Belge Alıntısı:
◇ ◇ ◇ ◇ ◇

*

  • başbakanımız muhterem rte hazretlerinin bir beyanatı. gazetelerden öğrendiğimiz kadarı ile "benim zamanımda nice arkadaşım vardı, çok okurlardı, kütüphaneleri vardı. hep 10 alırlardı. şimdi sefilleri oynuyorlar. okumak lazım, ancak düşünmek, uygulamak ve neticelendirmek de lazım. sadece kitapların arasından bakılan dünya hayat değildir. kitapların arasının dışındaki dünya eşittir başarı. pratik önemli. girişimci bunu yakalamıştır. siz de böyle yapın " buyurmuş muhterem başvekil.

    sefilleri oynayanlar kim? çok okuyanlar. kimmiş bu çok okuyanlar? zatı alilerinin arkadaşları. beyan açık. kendi diyor. arkadaşlarıymış. ve arkadaşları hakkında "sefilleri oynuyorlar" diyebilen bir başbakan. pirimiz önderimiz rehberimiz. valla tarz meselesi şahsen başka insanlara arkadaşlarımdan "sefilleri oynuyorlar" diye bahsetmeyi ben kendime yakıştıramam. yüzüm kızarır. ama sayın rte'nin bir bildiği vardır elbet. koskoca başbakan. benim gibi aciz biri ne bilsin?

◇ ◇ ◇ ◇ ◇

Kaynak Malzeme:
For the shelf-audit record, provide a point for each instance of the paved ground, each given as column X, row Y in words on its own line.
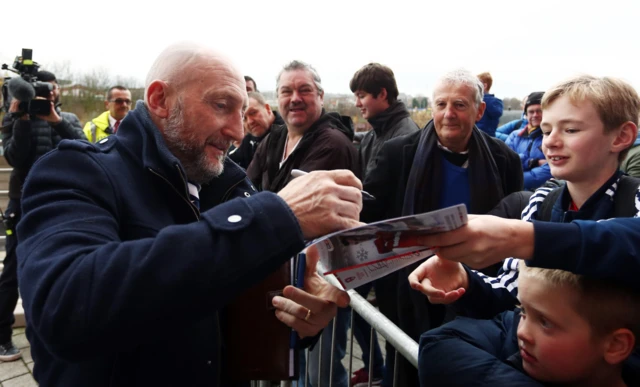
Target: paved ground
column 18, row 373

◇ ◇ ◇ ◇ ◇

Yapılacaklar:
(1) Belge alıntısında aktarılan beyanata göre kitapların arasının dışındaki dünya neye eşittir?
(2) Lütfen belge alıntısından "sefilleri oynayanlar kim?" ifadesinden "biri ne bilsin?" ifadesine kadar olan kısmı aynen yazın.

Sonuçlar:
(1) Başarıya eşittir.

(2)
sefilleri oynayanlar kim? çok okuyanlar. kimmiş bu çok okuyanlar? zatı alilerinin arkadaşları. beyan açık. kendi diyor. arkadaşlarıymış. ve arkadaşları hakkında "sefilleri oynuyorlar" diyebilen bir başbakan. pirimiz önderimiz rehberimiz. valla tarz meselesi şahsen başka insanlara arkadaşlarımdan "sefilleri oynuyorlar" diye bahsetmeyi ben kendime yakıştıramam. yüzüm kızarır. ama sayın rte'nin bir bildiği vardır elbet. koskoca başbakan. benim gibi aciz biri ne bilsin?